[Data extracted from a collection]
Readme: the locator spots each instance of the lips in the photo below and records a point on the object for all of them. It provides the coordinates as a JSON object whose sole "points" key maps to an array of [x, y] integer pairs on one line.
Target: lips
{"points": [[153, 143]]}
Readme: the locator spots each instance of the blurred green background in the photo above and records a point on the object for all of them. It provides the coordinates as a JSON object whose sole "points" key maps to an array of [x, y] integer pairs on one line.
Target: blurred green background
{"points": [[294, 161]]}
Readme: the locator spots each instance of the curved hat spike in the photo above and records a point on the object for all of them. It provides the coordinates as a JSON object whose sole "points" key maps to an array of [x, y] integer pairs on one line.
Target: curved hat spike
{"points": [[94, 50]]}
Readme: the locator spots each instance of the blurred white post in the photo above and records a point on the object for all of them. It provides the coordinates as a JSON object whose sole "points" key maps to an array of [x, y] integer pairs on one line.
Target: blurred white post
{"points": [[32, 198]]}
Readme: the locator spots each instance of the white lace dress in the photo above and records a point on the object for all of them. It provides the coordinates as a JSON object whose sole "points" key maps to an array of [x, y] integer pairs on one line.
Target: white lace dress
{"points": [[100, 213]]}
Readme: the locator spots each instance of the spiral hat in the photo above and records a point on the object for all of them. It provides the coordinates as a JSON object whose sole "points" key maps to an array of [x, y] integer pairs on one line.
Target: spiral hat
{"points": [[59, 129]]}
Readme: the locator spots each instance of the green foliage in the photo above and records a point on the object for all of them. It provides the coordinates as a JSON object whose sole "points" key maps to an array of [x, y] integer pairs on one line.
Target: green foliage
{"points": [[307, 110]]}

**TASK DESCRIPTION:**
Reproduce verbatim the lines above, from the line with "Target: white lace dress" through the line with "Readme: the locator spots each instance of the spiral".

**WRITTEN RESPONSE:**
Target: white lace dress
{"points": [[100, 213]]}
Readme: the locator spots each instance of the spiral hat in the photo above and records a point on the object for all of them. It provides the coordinates as a JSON object whose sole "points" key maps to an array of [x, y] integer pairs on one line.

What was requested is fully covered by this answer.